About this task:
Return the film review excerpt below in full, word for word.
---------- Text section
Released from the psych hospital to which he was he was sent after a spectacular, marriage-ending manic fit, Pat Solitano (Cooper) moves back into his childhood home in drab suburban Philly. Between mandated therapy sessions, he works on both body (jogging around the neighborhood wearing a garbage bag over his sweats) and mind (reading the books his ex-wife, Nikki, teaches to high-school English students). A Farewell to Arms triggers a blowup—Pat can't handle the unhappy ending. “I will apologize on behalf of Ernest Hemingway,” he tells his father after breaking a window. “That's who's to blame here.”

Cooper spits out such lines in an unmodulated, rapid-fire assault, his eyes wide and shining. Russell trusts us to draw on, like, every movie we've ever seen to recognize this is what the fearlessness of the mad looks and sounds like; the twist is that Pat's parents—Eagles-superfan-turned-superstitious-amateur-bookie Pat Senior (Robert De Niro) and the sweetly overbearing Dolores (Jacki Weaver)—speak the same way. The scenes set in the Solatano home are a cacophony of mile-a-minute monotone, a high-wire feat of hyperactive ensemble acting. They're the best, most alive parts of the movie.
--------------------
---------- Extracted material
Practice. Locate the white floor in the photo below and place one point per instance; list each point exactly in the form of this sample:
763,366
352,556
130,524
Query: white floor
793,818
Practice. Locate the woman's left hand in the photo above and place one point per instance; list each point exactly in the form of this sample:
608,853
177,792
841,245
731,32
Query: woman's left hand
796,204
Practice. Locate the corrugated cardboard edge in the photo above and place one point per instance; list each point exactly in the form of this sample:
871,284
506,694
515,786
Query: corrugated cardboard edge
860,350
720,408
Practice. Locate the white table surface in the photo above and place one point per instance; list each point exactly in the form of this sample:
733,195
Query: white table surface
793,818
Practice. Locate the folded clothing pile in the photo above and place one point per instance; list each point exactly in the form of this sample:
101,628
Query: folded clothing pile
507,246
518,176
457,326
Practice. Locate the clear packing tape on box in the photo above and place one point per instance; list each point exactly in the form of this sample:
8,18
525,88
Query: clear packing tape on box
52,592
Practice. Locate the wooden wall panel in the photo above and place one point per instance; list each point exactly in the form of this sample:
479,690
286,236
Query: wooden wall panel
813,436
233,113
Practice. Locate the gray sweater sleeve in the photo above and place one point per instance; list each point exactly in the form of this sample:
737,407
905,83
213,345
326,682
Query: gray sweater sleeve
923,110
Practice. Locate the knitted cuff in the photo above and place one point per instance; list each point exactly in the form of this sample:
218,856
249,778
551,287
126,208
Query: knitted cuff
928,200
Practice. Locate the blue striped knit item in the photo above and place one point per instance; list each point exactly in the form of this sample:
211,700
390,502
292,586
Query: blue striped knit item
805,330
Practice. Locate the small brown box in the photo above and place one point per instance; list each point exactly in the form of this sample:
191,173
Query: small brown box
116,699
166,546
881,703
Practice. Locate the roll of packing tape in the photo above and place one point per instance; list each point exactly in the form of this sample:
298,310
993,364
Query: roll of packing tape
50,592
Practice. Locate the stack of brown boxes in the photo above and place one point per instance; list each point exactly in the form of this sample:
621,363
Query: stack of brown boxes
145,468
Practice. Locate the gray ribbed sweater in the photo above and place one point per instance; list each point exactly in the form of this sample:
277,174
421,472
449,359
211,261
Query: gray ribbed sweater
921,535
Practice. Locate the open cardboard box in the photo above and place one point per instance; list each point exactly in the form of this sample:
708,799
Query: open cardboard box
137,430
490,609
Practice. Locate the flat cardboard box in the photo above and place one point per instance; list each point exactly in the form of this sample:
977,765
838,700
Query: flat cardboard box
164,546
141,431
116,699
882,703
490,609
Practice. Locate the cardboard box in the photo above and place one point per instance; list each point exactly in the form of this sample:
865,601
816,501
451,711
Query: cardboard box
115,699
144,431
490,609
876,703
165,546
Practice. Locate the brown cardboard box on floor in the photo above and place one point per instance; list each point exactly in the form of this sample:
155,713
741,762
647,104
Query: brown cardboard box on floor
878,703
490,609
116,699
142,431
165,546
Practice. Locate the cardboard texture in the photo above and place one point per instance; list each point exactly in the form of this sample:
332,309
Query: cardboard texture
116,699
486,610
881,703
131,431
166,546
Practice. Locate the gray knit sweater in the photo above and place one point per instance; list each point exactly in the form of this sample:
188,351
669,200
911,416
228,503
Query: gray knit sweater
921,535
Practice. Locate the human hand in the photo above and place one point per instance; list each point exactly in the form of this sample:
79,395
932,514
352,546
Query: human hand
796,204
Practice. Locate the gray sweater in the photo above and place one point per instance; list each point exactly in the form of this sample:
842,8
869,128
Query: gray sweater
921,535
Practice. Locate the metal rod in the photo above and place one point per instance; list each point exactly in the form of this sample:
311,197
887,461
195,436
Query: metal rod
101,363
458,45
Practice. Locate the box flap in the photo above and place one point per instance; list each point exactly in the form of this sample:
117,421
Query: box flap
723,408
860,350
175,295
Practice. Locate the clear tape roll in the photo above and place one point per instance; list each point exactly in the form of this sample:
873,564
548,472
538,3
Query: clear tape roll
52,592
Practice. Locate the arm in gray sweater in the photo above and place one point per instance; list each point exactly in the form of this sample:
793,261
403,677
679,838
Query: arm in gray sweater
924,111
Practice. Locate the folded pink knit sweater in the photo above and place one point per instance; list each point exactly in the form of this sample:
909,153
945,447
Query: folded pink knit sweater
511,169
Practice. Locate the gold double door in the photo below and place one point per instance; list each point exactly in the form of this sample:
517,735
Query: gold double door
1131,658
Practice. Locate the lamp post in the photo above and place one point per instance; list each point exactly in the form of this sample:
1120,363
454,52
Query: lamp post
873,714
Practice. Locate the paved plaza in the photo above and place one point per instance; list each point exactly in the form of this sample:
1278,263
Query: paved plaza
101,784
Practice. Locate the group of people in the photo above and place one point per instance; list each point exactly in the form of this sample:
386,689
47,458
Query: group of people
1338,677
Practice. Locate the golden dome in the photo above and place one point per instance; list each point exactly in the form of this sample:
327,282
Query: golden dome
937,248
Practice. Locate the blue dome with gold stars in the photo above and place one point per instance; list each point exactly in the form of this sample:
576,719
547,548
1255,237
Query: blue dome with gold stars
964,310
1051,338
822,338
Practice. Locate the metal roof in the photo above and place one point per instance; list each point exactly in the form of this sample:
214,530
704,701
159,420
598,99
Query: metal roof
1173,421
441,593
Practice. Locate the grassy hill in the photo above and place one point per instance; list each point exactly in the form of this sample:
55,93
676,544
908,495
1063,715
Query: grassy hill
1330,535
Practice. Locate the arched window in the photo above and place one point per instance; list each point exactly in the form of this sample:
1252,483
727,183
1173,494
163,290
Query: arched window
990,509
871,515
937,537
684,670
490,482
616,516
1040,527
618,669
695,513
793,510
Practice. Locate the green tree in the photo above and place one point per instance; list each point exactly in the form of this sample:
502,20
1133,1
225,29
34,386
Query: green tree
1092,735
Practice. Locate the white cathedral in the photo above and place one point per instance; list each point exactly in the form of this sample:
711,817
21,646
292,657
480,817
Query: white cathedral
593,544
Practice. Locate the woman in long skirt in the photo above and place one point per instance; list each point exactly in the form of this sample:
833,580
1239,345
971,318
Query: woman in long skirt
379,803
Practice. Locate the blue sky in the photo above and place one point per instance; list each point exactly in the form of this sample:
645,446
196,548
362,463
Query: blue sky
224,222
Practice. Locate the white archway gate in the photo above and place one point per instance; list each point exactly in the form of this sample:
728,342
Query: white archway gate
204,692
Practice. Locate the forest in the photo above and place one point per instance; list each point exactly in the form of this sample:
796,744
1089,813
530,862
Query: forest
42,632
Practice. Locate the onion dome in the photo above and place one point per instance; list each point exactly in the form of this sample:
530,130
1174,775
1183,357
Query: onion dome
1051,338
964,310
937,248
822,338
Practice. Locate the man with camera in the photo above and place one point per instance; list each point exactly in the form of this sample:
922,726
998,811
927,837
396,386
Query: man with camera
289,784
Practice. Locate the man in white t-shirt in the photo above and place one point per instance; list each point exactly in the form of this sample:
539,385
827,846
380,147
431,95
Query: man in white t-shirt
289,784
--------------------
Task result:
Released from the psych hospital to which he was he was sent after a spectacular, marriage-ending manic fit, Pat Solitano (Cooper) moves back into his childhood home in drab suburban Philly. Between mandated therapy sessions, he works on both body (jogging around the neighborhood wearing a garbage bag over his sweats) and mind (reading the books his ex-wife, Nikki, teaches to high-school English students). A Farewell to Arms triggers a blowup—Pat can't handle the unhappy ending. “I will apologize on behalf of Ernest Hemingway,” he tells his father after breaking a window. “That's who's to blame here.”

Cooper spits out such lines in an unmodulated, rapid-fire assault, his eyes wide and shining. Russell trusts us to draw on, like, every movie we've ever seen to recognize this is what the fearlessness of the mad looks and sounds like; the twist is that Pat's parents—Eagles-superfan-turned-superstitious-amateur-bookie Pat Senior (Robert De Niro) and the sweetly overbearing Dolores (Jacki Weaver)—speak the same way. The scenes set in the Solatano home are a cacophony of mile-a-minute monotone, a high-wire feat of hyperactive ensemble acting. They're the best, most alive parts of the movie.